Text provided:
· · ·
Friday, 04/09/2021 6:33:26 PM

Friday, April 09, 2021 6:33:26 PM

Post# of 699224
speaking of patents; did anyone notice the number of new and pending patents in the 10-K ? To refresh your memory:

During 2020, three new patents were issued to us as part of our worldwide patent portfolio. The newly issued patents cover methods for manufacturing dendritic cells related to our DCVax products, as well as encompassing certain methods of use and compositions that may be potential future markets related DCVax products. Additionally, with the addition of Flaskworks, the Company gained one issued patent and eight pending patent applications.  In addition, the Company gained the rights to an another issued patent and 15 pending patent applications that Flaskworks had exclusively licensed from Northeastern University.  Collectively these patents and patent applications cover key aspects of the design and function of automated cell culture systems.


The first point is that the manual process of producing dendritic cells that Cognate and Northwest Bio optimized for DCVax-L, and used for the clinical trials and compassionate use, is currently being translated into an automated, commercial process. I thought that Northwest Bio might also have Cognate establish a commercial process modifying established automated manufacturing systems, but it appears that Linda wants to own all the intellectual property for both the equipment and commercial process. When the equivalency studies are completed and approved, Northwest Bio will have the only patented, and approved device and process for generating clinically meaningful dendritic cells for commercial production. That seems far more valuable than some previous patents on a manual process that might expire.

Second point, re-read that last sentence and note the plural: "Collectively these patents and patent applications cover key aspects of the design and function of automated cell culture systems."
Flaskworks has patented two automated systems. The other device, the BATON, that seems to be overlooked, is capable of co-culturing two types of cells simultaneously; adherent cells (dendritic cells) and suspension cells (T-cells). Pretty brilliant system in my opinion. In an interview back in 2018, Shashi Murthy describes it:

Can you give us a sense of the role played by dendritic cells in cell and gene therapy and immunotherapy?
· · ·
Dataset entries:
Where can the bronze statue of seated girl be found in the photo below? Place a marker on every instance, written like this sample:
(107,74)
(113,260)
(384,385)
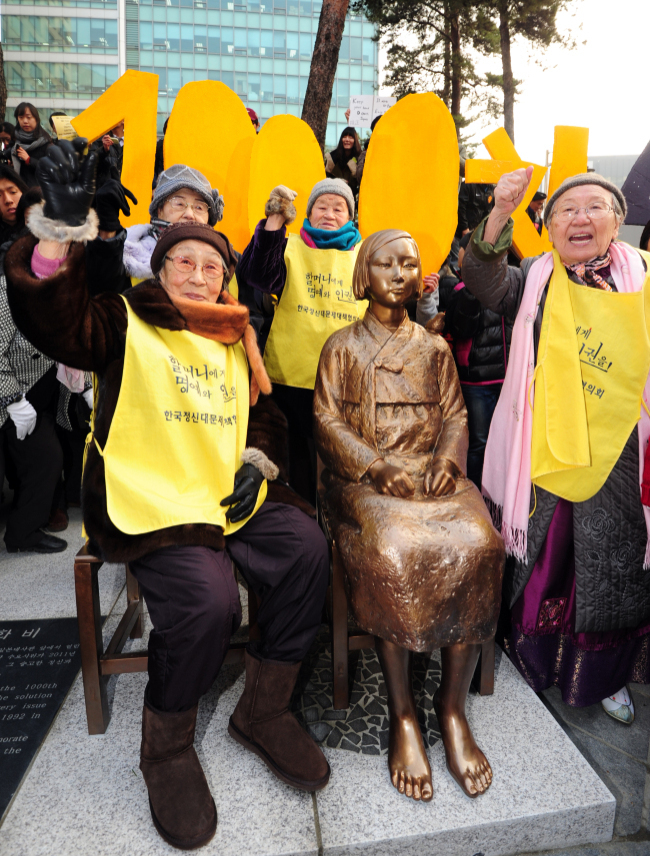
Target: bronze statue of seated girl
(423,562)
· · ·
Parts of the exercise:
A. Answer the following from the forum post on patents, one answer per line and marked to match:
(i) How many new patents were issued during 2020?
(ii) How many pending patent applications had Flaskworks exclusively licensed from Northeastern University?
(iii) Which two types of cells can the BATON co-culture simultaneously?
B. Pick up the forum post on patents after its final line and continue it.

Answers per task:
A.
(i) Three.
(ii) 15.
(iii) Adherent cells (dendritic cells) and suspension cells (T-cells).

B.
SM: Dendritic cells have come a long way in immunotherapy. Because immunotherapy relies on addressing short-circuiting of the immune system by cancer, the use of these cells is already quite widespread in discovery of biologics and characterization of biologics in immunotherapy. However, with the advent of cell-based immunotherapy, the first approved therapy was PROVENGE, and that was many years ago. However, the technology associated with cell-based immunotherapy for cancer using dendritic cells has come a long way, and I think that we're on the cusp of seeing a number of more sophisticated therapies directed in a very targeted way against different challenging indications in cancer.

But the other side to this is that there's another frontier altogether of using dendritic cells to prepare and manufacture exquisitely-targeted T-cell therapies based on neoantigens for example, and I think there, they are poised to play an equally important role. Even though they're not therapies themselves, they'll play a role in the manufacturing of those autologous therapies, and I think that's an important frontier not only for immunotherapy of cancer but also in the manufacturing realm.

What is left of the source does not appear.